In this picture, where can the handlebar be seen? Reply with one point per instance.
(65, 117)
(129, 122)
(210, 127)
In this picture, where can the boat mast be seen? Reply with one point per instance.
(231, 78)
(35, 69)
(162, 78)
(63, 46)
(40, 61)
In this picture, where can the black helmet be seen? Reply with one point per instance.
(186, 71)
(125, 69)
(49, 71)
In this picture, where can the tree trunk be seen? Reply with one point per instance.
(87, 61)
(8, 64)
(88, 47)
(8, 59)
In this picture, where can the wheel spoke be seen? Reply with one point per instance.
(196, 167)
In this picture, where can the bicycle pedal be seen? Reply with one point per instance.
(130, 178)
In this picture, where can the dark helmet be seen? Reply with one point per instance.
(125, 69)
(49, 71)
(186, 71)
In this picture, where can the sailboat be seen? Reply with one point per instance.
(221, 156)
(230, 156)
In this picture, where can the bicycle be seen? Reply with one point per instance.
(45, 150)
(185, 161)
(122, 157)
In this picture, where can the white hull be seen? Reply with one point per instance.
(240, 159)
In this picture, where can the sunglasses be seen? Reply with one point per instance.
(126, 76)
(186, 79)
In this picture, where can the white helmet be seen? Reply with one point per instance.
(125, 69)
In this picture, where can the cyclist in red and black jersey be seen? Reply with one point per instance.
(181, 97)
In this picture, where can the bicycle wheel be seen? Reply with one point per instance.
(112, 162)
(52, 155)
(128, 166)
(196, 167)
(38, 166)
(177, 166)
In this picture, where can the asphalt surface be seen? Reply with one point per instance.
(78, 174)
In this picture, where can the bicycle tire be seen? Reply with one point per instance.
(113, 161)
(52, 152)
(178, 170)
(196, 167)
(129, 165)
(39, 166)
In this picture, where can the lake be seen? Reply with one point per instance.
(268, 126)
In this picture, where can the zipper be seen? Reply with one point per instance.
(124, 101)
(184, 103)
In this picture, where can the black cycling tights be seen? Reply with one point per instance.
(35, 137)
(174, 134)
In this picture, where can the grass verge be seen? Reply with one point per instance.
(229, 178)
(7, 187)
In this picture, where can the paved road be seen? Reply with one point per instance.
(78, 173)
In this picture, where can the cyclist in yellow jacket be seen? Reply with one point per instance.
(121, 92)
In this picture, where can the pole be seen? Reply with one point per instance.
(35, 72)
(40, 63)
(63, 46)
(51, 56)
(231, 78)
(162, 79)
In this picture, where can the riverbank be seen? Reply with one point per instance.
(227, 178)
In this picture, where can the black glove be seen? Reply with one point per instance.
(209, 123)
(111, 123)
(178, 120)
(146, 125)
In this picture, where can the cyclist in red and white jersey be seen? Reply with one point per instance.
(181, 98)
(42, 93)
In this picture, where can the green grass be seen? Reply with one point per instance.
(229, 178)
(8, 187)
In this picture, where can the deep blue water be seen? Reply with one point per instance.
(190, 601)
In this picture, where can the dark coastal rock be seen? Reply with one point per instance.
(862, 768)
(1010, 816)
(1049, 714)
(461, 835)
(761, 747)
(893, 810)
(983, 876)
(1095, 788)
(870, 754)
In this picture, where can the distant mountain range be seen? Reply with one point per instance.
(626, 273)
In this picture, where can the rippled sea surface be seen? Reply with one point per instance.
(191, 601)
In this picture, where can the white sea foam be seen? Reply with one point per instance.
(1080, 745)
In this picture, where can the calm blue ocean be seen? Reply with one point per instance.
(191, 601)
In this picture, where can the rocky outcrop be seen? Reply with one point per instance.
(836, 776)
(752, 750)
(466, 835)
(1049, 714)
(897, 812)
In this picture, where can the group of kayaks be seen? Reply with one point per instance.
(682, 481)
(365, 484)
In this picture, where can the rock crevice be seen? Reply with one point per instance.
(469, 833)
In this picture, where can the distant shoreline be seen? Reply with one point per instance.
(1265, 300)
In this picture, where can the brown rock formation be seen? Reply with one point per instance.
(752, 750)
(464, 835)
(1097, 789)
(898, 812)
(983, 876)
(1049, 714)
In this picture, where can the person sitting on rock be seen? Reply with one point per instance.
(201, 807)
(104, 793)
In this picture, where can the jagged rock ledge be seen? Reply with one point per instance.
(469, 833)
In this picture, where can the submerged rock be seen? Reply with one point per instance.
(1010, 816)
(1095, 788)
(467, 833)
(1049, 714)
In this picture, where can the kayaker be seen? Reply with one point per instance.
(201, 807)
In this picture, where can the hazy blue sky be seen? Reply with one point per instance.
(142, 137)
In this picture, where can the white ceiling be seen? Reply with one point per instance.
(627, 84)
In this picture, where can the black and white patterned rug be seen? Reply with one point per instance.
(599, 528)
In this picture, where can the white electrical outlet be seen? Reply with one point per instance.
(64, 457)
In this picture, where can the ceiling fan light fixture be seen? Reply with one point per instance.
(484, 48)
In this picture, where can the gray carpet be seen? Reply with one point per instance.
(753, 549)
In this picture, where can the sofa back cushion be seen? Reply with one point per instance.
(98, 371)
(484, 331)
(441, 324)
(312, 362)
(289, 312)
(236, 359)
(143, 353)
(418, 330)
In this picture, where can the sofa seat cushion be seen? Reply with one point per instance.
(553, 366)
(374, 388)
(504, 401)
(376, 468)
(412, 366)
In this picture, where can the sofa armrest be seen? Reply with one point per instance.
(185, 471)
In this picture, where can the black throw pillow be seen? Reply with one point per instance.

Task requirements | Copy out every one of the records above again, word for word and line for line.

Task result |
In this picture, where can the handlebar be seen? Reply with one point per instance.
(65, 117)
(129, 122)
(210, 127)
In this picture, where can the boat mast be seen? Reply with one point per instance.
(231, 78)
(35, 69)
(162, 78)
(63, 46)
(40, 61)
In this picture, where can the black helmet be seen? Reply with one point per instance.
(186, 71)
(125, 69)
(49, 71)
In this picture, where can the tree trunk be seen? Reply with one point per instance.
(87, 61)
(8, 64)
(88, 47)
(8, 59)
In this picture, where can the wheel spoke be seen? Reply with one point per instance.
(196, 167)
In this picture, where can the bicycle pedal be seen? Reply with one point per instance.
(130, 178)
In this picture, where can the dark helmet be seen? Reply with one point per instance.
(125, 69)
(49, 71)
(186, 71)
In this picture, where can the sailboat be seen? Reply with one point per instance.
(221, 156)
(230, 156)
In this picture, where can the bicycle be seen? Reply with one point per instance.
(45, 150)
(185, 161)
(122, 157)
In this picture, where can the white hull be seen? Reply with one point per instance.
(240, 159)
In this picture, where can the sunglasses be seen? Reply with one point per instance.
(126, 76)
(186, 79)
In this picture, where can the white helmet be seen? Reply with one point per instance.
(125, 69)
In this picture, where can the cyclist in red and black jersey be seen? Reply with one point per instance.
(181, 97)
In this picture, where can the bicycle wheel be seen? Reply with one point per instance.
(112, 162)
(52, 155)
(128, 166)
(196, 167)
(38, 166)
(177, 166)
In this picture, where can the asphalt surface be seen? Reply with one point per instance.
(78, 174)
In this picture, where can the bicycle tire be seen? Reply with one point per instance.
(113, 161)
(52, 152)
(178, 170)
(196, 167)
(129, 165)
(39, 166)
In this picture, where can the lake be seen? Reply with one point per instance.
(268, 126)
In this picture, where can the zipper be seen? Reply with one point per instance.
(124, 101)
(184, 103)
In this picture, where can the black cycling tights be seen? Reply with one point per instance.
(35, 137)
(174, 134)
In this picture, where can the grass verge be seen? Reply with one point per instance.
(229, 178)
(7, 187)
In this picture, where can the paved road be seen? Reply with one point per instance.
(78, 173)
In this picture, where can the cyclist in yellow jacket be seen? Reply with one point per instance.
(121, 92)
In this picture, where can the pole be seen? Reply with one point per instance.
(35, 72)
(40, 63)
(63, 46)
(51, 56)
(231, 78)
(162, 79)
In this picture, where can the riverbank be seen? Reply with one point per instance.
(227, 178)
In this picture, where can the black glove be seen? Reply with one point per instance.
(209, 123)
(111, 123)
(178, 120)
(146, 125)
In this picture, where can the cyclist in red and white jersey be seen? Reply with one point per instance.
(181, 98)
(42, 93)
In this picture, where can the green grass be seen? Reply with one point per instance.
(229, 178)
(8, 187)
In this picture, where can the deep blue water be seen? Reply with one point per instance.
(190, 601)
In this picture, where can the dark coastal rock be seen? Reply with one point per instance.
(862, 768)
(1010, 816)
(1049, 714)
(461, 835)
(761, 747)
(893, 810)
(983, 876)
(1095, 788)
(870, 754)
In this picture, where can the distant mountain range be seen? Reply with one point per instance.
(626, 273)
In this picture, where can the rippled sea surface be seen? Reply with one point per instance.
(191, 601)
In this picture, where can the white sea foam be seen? Reply with one point per instance.
(1080, 745)
In this picture, where can the calm blue ocean be seen? Reply with one point per instance.
(191, 601)
In this picture, where can the rocky outcrop be seen? Reply with one point per instance.
(836, 776)
(752, 750)
(466, 835)
(1049, 714)
(897, 812)
In this picture, where can the group of kayaks be seen? Reply with one point per instance.
(682, 481)
(365, 484)
In this picture, where can the rock crevice be seen? Reply with one point per instance.
(469, 833)
In this picture, where can the distant shoreline be seen? Reply with one point per instance.
(1265, 300)
In this picture, where can the brown rock formation be seen? Reply with one point per instance.
(752, 750)
(464, 835)
(1097, 789)
(898, 812)
(983, 876)
(1049, 714)
In this picture, where can the person sitting on rock be seen? Reply with one point per instance.
(201, 807)
(104, 793)
In this picture, where can the jagged rock ledge be seen? Reply with one point per instance.
(469, 833)
In this picture, where can the submerged rock be seen? Reply with one point per instance.
(1010, 816)
(1095, 788)
(467, 833)
(1049, 714)
In this picture, where can the kayaker be seen? Reply with one point per instance.
(201, 807)
In this picture, where can the hazy blue sky be seen? Reply with one point per instance.
(142, 137)
In this picture, where can the white ceiling be seen? Reply with one point per instance.
(627, 84)
In this picture, where can the black and white patterned rug be seen? Reply with one point per instance.
(599, 528)
In this picture, where can the white electrical outlet be seen? Reply with one point per instance.
(64, 457)
In this picture, where can the ceiling fan light fixture be seen? Reply with one point per instance.
(484, 48)
In this picture, where can the gray carpet be seen? Reply with one point per instance.
(753, 549)
In this picture, where can the sofa back cushion be seen? Reply with one point per instance.
(98, 371)
(484, 331)
(441, 324)
(312, 362)
(289, 312)
(236, 359)
(143, 353)
(418, 330)
In this picture, where can the sofa seat cushion be seen? Reply with one point per instance.
(553, 366)
(374, 388)
(504, 401)
(376, 468)
(412, 366)
In this picture, where can the sofa armrest be seen? Reply with one point per instance.
(185, 471)
In this picture, where can the black throw pillow be seen? Reply with one point per instance.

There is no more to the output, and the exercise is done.